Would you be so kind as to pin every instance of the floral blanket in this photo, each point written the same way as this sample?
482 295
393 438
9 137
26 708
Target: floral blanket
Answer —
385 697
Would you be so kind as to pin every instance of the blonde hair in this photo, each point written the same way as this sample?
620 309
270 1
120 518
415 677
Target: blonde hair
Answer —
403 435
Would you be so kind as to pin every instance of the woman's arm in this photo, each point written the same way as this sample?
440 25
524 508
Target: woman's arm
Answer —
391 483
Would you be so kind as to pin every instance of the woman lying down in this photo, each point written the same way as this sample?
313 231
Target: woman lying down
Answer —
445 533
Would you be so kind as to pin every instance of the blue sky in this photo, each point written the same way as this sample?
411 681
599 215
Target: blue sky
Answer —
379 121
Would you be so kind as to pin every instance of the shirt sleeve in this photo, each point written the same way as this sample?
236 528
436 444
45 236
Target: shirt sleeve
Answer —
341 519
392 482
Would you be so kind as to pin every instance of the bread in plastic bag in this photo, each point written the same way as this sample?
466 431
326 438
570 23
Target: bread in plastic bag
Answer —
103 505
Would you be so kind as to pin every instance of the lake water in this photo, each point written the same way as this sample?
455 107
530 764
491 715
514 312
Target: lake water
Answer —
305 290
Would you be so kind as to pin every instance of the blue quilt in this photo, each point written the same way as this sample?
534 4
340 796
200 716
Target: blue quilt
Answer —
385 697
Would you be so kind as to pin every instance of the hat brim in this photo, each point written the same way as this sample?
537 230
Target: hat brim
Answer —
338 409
□ □ □ □
PROBLEM STATEMENT
Copy out the entries word for word, starting at the line that contains "of the lake" and continuing through the last line of the entries, including both.

EXERCISE RESULT
Would you be so kind as to pin every instance of the lake water in this photo, each point written the same way as this sample?
455 107
530 764
491 715
514 312
Target: lake water
Answer —
305 290
Would you be so kind as to pin every instance of the blue quilt in this photo, each point written the same way as this sample?
534 4
340 796
200 716
Target: blue quilt
Answer —
385 697
Would you be so kind as to pin every instance of the hat brim in this photo, each point written the same way as this sample?
537 230
Target: hat brim
Answer —
338 409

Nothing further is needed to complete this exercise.